**** Ausgewählter Textauszug

Ich selbst kümmere mich als Initiator in erster Linie um die Kuration, wobei mir auch hier Austausch und Zusammenarbeit wichtig sind. Für die Jubiläumsausgabe der Fiktion+Masse, die im Juni im IfZ stattgefunden hat, habe ich mich beispielsweise mit partner in crime Maria aka Solaris zusammengeschlossen. Von einer klassischen Crew kann aber nicht wirklich gesprochen werden – als solche nehme ich dann eher den Prachtzusammenhang wahr.
Wie gestaltete sich der Weg von der Idee zur ersten Umsetzung?
Die erste Ausgabe gab’s im Februar 2016 mit dem lokalen Ambient-Projekt Songs for Pneumonia und Pillowman von Pneuma-dor.
Ich fand die Idee gut, experimenteller elektronischer Musik einen eigenen, öffentlichen und vor allem wiederkehrenden Rahmen zu verpassen – also abseits von „Chillout-Floors“ als Nebenschauplätzen der „eigentlichen Party“ und der Wohnzimmercouch. Ich hatte damals wie heute Zugang zu einem für mich sehr wichtigen Veranstaltungsort im Leipziger Osten, wodurch die Umsetzung dieser Grundidee vergleichsweise unkompliziert verlief.
Interesse, Offenheit und Zuspruch durch Publikum und Artists haben mich danach darin bestärkt das Nischenprojekt weiterzuführen. Die Feinheiten des Veranstaltungskonzeptes haben sich dann auch erst über die Veranstaltungen hinweg herausgeschält.Was ist die musikalische Ausrichtung und generell das Konzept der Veranstaltung?
Fiktion+Masse ist ein Format, in dem in möglichst entspanntem Beisammensein außergewöhnliche elektronische Musik gespielt wird, je nach Gelegenheit ergänzt durch Visuals, Performances oder andere Themen-bezogene Inhalte. Musikalisch liegt der Schwerpunkt grob auf Ambient, Noise, Elektroakustischer Musik und Industrial, wobei es eigentlich mehr um einen roten Faden hinsichtlich der Ästhetik gehen soll, als um rote Linien im Hinblick auf Genregrenzen.
Die eingeladenen Artist kommen in der Regel aus sehr unterschiedlichen Backgrounds und bringen entsprechend auch unterschiedliche Vorlieben und Skills mit, wodurch jede Edition automatisch ihren eigenen thematischen Fokus bekommt.
Insgesamt ist die inhaltliche Ausrichtung bewusst nicht darauf ausgelegt, eine breite Masse anzusprechen, sondern ist klar nischenbezogen und edgy – wobei gleichzeitig schon auch versucht wird, das ganze möglichst zugänglich zu halten.
So soll die Fiktion+Masse einen Raum schaffen, in dem sich sowohl Interessierte und Künstler*innen austauschen können, als auch Berührungspunkte für Leute entstehen, die mit dieser Art von Musik bislang vielleicht noch nicht so viel anzufangen wissen. Die Regelmäßigkeit ist für beide Punkte zuträglich, glaube ich.

********

■ **Aufgabenstellung A**: Welche Musikrichtungen nennt der Textauszug als musikalischen Schwerpunkt der Veranstaltung? Zähle sie alle auf.

**** Datenzeilen

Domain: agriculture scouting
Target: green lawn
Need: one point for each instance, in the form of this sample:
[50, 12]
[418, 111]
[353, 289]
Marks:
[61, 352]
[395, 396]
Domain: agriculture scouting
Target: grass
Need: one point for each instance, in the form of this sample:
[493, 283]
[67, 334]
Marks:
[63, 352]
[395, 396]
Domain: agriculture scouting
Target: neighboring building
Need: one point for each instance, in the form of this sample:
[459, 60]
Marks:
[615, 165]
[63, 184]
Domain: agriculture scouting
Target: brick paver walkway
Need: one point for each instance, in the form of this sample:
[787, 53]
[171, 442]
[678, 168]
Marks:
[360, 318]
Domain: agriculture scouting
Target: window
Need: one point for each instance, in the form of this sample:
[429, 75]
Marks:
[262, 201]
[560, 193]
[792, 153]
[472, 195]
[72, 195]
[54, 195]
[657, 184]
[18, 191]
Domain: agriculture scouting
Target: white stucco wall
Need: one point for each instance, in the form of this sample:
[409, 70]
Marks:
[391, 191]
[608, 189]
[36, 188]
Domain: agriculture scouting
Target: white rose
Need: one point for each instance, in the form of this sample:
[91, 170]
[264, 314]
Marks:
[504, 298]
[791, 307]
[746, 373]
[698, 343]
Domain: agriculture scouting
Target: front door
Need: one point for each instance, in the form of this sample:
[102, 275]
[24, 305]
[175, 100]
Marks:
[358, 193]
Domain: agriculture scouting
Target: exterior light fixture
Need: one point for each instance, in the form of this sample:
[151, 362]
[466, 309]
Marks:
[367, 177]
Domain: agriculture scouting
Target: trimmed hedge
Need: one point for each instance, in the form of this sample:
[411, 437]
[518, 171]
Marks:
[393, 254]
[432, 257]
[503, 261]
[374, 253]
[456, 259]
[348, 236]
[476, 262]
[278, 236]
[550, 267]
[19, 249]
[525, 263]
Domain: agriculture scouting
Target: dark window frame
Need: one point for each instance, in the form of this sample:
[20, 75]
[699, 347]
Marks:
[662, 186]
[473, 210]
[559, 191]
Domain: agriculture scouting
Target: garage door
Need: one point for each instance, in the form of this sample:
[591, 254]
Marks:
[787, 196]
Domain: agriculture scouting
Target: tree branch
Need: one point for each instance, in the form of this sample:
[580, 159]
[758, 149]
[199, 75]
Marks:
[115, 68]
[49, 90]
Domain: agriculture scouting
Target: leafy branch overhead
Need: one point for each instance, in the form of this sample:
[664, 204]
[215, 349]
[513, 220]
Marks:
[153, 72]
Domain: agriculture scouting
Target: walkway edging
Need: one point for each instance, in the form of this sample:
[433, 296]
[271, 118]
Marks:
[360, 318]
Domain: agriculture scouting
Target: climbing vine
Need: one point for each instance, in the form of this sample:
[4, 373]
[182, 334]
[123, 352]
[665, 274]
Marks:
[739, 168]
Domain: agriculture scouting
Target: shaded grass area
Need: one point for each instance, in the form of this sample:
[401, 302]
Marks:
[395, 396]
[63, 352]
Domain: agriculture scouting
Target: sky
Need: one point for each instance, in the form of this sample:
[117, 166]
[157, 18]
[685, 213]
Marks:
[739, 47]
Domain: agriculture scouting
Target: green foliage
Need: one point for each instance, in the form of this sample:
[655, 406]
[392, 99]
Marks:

********

■ **Aufgabenstellung B**: Entnimm den Datenzeilen oben jede Zeile, in der das Wort "green" vorkommt.

■ **Lösung A**: Ambient, Noise, Elektroakustische Musik und Industrial

■ **Lösung B**:
Target: green lawn
Target: green foliage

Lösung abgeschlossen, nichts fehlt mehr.